**What you will do:**
Repeat exactly the lines from the one containing "Query: crumpled hood" through the last line of the records below, both included, and nothing else.

[Referring expression data]
● ● ●
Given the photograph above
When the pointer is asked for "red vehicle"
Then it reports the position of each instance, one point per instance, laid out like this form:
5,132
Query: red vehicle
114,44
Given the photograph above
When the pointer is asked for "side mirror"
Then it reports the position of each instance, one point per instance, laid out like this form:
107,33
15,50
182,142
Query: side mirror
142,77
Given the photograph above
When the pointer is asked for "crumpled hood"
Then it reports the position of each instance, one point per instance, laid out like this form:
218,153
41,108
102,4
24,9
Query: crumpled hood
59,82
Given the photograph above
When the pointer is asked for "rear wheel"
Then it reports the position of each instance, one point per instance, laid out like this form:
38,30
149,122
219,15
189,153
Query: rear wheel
● ● ●
**Your response:**
Query: crumpled hood
59,82
Given the photograph above
When the pointer is asked for "rear wheel"
Then it reports the position of each instance, one point per instance, laid out like this form:
38,30
149,122
219,15
189,153
Query: rear wheel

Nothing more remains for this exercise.